**Your objective**
Look through the records below and collect all lines that hold the string "sidewalk".

Point localization data
○ ○ ○ ○ ○ ○ ○

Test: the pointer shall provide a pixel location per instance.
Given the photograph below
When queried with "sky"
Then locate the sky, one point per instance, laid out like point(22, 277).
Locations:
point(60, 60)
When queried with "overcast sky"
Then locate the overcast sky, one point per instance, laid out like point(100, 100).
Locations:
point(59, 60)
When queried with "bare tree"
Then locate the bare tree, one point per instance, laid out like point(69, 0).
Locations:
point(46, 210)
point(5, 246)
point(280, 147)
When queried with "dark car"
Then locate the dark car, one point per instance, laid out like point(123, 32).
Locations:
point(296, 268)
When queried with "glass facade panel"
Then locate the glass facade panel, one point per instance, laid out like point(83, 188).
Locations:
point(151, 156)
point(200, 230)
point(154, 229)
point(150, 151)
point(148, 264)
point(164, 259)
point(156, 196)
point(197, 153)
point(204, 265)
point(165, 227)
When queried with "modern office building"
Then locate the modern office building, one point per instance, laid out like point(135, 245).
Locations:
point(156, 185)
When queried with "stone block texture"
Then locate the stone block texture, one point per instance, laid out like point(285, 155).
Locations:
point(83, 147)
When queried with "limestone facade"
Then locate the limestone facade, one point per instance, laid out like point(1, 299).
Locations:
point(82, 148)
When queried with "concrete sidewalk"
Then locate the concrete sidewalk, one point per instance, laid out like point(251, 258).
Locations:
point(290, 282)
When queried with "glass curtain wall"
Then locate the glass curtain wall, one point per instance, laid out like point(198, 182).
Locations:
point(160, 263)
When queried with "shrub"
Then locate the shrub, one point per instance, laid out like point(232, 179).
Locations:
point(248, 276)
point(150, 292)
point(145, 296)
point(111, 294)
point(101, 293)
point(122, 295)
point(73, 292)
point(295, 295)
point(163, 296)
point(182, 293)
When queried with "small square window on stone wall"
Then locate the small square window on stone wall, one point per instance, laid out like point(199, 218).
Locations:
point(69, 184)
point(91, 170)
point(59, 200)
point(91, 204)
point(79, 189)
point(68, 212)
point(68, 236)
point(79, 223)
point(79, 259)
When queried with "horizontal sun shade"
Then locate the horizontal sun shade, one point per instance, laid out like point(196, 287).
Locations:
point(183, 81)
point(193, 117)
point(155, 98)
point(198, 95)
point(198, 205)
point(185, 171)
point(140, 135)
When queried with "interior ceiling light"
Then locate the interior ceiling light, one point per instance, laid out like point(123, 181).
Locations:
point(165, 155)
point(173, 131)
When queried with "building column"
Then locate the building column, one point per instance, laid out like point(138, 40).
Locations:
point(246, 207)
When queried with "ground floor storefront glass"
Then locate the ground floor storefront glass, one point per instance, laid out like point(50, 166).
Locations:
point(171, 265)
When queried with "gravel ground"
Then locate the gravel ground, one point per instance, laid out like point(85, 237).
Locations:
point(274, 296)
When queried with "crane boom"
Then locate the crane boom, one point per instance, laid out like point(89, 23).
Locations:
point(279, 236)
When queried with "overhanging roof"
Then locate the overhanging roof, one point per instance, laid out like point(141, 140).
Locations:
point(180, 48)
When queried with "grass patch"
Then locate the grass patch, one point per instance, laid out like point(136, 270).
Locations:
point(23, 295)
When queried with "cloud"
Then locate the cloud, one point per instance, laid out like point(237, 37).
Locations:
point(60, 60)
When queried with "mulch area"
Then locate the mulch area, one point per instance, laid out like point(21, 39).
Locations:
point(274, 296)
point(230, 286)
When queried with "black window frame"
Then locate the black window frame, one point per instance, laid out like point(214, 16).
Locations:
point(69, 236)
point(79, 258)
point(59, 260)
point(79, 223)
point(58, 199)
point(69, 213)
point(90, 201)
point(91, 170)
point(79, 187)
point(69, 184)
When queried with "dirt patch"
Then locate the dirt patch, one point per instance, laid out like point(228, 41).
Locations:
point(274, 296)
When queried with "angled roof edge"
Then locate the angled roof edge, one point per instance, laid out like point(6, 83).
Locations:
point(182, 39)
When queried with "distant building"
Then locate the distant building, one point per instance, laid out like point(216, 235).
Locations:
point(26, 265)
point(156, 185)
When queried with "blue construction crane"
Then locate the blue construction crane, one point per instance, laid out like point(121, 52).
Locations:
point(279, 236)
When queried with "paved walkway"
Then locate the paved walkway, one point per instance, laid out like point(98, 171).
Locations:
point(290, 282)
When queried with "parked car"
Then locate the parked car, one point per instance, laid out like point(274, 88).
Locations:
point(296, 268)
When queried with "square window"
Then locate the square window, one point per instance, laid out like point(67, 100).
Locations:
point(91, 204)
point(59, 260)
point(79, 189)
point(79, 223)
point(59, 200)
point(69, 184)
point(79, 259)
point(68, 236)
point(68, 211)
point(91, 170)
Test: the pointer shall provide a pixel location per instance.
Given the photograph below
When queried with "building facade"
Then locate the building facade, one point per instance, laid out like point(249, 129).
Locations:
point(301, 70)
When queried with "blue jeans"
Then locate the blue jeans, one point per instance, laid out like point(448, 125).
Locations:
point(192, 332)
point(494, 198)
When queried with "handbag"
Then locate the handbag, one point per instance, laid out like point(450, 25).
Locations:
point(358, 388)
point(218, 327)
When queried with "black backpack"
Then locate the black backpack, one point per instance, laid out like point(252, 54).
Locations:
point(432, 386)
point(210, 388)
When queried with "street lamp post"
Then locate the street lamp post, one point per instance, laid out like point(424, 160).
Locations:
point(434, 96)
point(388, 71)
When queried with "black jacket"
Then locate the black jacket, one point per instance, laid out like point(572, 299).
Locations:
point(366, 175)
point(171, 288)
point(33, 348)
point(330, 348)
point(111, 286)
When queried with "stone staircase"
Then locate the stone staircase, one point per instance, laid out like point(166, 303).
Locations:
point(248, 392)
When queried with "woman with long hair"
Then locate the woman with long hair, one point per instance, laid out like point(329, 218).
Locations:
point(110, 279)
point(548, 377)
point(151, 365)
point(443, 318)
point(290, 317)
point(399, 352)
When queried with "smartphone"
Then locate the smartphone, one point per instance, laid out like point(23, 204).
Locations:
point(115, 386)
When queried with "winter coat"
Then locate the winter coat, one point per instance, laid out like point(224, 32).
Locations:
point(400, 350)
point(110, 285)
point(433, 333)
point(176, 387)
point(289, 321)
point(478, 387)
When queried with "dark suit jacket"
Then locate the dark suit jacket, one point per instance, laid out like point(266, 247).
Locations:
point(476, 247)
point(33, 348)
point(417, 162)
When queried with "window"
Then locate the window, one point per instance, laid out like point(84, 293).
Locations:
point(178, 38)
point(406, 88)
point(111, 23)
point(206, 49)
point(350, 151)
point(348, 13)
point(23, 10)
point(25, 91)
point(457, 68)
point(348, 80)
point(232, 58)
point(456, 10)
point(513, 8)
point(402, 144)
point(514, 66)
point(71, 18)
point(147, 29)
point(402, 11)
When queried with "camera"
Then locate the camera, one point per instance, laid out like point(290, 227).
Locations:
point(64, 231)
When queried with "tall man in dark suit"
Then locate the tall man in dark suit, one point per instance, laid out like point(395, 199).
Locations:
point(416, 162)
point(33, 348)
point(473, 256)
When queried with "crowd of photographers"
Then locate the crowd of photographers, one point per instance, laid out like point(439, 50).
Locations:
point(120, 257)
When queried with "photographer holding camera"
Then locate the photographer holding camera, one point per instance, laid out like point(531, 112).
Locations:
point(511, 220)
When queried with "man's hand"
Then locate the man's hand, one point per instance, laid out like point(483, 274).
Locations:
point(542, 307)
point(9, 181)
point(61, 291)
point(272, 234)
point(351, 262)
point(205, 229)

○ ○ ○ ○ ○ ○ ○

**Result for this exercise**
When queried with "concrete sidewalk"
Then locate the concrete sidewalk, one point per instance, laid out like point(251, 258).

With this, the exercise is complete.